| Documento |

ZERO HORA 24 de novembro de 2014 | N° 17993
EDUCAÇÃO SEGURANÇA EM DEBATE
EM MEIO À CONTROVÉRSIA envolvendo vistoria de alunos em colégio estadual de Caxias do Sul, diretora da instituição questiona papel da escola e dos familiares na educação. Caso foi parar na delegacia após confusão
Uma
decisão ousada e controversa da diretoria de um colégio de Caxias do
Sul causou reboliço na Serra. Na última quinta- feira, alunos do Ensino
Médio da Escola Estadual Santa Catarina passaram a ser revistados na
entrada e na saída da instituição. A medida deveria se estender até o
final do ano letivo, mas, devido à revolta da comunidade escolar, durou
apenas um dia, sem se repetir na sexta-feira. Indignada com a proporção
que a história tomou, Ione Brandalise Biazus, diretora do colégio, o
quinto maior da cidade, desabafou:
– A escola precisa de regras. A família abandona aqui e acha que temos de lidar com eles, sem limites.
Diante da perplexidade de pais e alunos com a atitude, a Brigada Militar foi acionada. Diretora e alunos foram encaminhados à Delegacia da Polícia Civil após a confusão.
A decisão de contratar vigilantes para as vistorias nas mochilas teria sido tomada pelo Conselho Escolar – formado por pais, alunos e equipe diretiva. A medida valia apenas para estudantes do turno da manhã, do 2º e do 3º anos do Ensino Médio.
Entre os motivos que levaram ao polêmico esquema de segurança estaria a ousadia de estudantes do 3° ano, que compareceram à escola, na segunda-feira passada, trajando pijamas e babydolls. Eles também teriam pendurado peças íntimas nos mastros onde as bandeiras são hasteadas. A “brincadeira” pretendia celebrar o fim do ano letivo e a conclusão do Ensino Médio.
Os estudantes também teriam quebrado bancos da instituição e ameaçado ir à escola com armas, drogas e bebidas alcoólicas. Juntou- se a isso o fato de alunos já terem sido flagrados com drogas e armamentos ao longo do ano letivo. No momento das revistas, nenhum objeto ilícito foi localizado pela equipe de vigilância, segundo a direção.

| Dados fornecidos |
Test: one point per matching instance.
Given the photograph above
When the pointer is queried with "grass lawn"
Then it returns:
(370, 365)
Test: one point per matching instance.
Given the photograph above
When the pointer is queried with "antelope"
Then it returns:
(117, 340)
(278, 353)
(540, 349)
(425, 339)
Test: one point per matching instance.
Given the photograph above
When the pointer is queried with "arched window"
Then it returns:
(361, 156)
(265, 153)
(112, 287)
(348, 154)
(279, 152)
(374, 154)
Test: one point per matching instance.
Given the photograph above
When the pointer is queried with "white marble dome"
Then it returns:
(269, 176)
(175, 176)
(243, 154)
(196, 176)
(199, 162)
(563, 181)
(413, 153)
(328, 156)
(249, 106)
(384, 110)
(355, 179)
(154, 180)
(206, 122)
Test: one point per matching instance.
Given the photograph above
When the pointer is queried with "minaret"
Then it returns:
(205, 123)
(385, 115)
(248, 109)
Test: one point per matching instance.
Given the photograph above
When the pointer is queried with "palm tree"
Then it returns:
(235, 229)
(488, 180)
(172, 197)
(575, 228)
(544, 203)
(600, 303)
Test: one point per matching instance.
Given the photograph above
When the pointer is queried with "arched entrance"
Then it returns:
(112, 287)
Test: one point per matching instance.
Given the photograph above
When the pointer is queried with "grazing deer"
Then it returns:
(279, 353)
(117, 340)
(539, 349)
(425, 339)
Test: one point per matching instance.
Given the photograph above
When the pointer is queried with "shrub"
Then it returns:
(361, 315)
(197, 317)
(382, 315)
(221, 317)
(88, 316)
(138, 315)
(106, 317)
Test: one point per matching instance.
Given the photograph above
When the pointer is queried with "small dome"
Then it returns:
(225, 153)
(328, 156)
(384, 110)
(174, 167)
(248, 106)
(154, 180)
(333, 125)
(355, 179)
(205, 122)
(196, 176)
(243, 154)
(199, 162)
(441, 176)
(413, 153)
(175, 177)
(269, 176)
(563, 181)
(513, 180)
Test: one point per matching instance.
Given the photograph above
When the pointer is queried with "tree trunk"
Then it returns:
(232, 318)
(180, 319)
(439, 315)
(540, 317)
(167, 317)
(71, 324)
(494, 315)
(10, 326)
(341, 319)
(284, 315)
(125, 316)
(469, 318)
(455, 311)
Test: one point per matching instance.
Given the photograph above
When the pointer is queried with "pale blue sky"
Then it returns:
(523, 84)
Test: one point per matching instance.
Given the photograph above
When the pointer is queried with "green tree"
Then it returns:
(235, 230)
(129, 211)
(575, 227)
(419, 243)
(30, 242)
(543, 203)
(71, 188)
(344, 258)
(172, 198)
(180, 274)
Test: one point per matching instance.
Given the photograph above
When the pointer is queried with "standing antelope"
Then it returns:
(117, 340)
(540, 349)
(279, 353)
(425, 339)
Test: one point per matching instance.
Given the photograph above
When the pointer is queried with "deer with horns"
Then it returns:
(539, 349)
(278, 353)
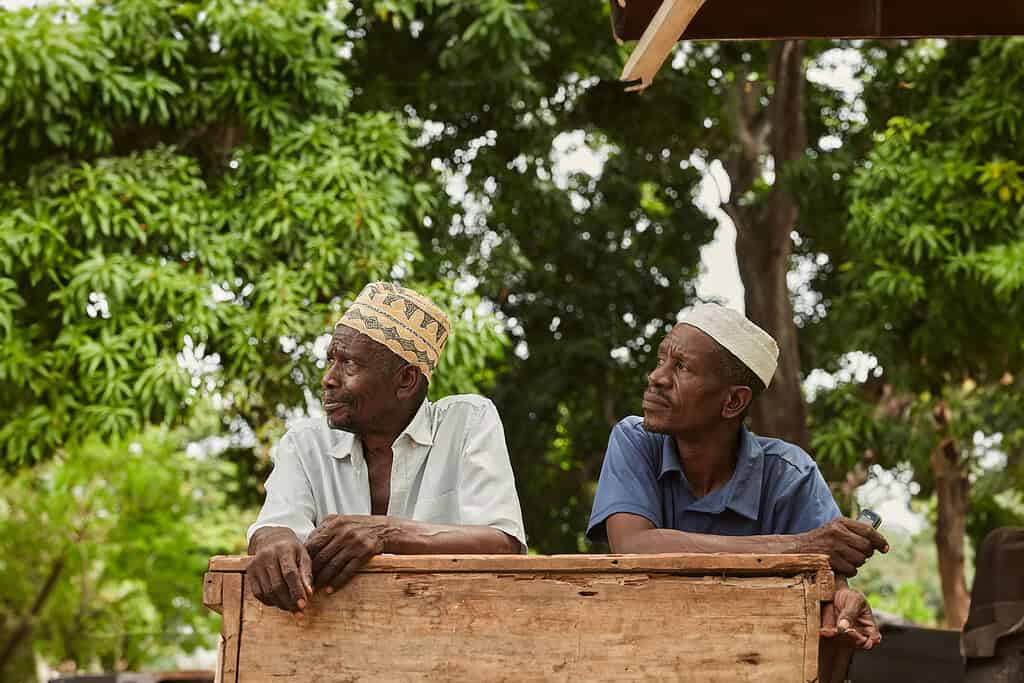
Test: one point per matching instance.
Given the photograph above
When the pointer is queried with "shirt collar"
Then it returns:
(419, 429)
(742, 493)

| Objetivo |
Para cada afirmação a seguir, responda sim ou não conforme concorde ou não com a reportagem sobre a revista de alunos em Caxias do Sul, e cite literalmente o trecho da reportagem que justifica a resposta.
1. A revista dos alunos foi repetida na sexta-feira.
2. A medida se aplicava a todos os alunos do Ensino Médio.
3. Segundo a direção, nenhum objeto ilícito foi encontrado durante as revistas.

| Resolução comentada |
1. Não: "durou apenas um dia, sem se repetir na sexta-feira."
2. Não: "A medida valia apenas para estudantes do turno da manhã, do 2º e do 3º anos do Ensino Médio."
3. Sim: "No momento das revistas, nenhum objeto ilícito foi localizado pela equipe de vigilância, segundo a direção."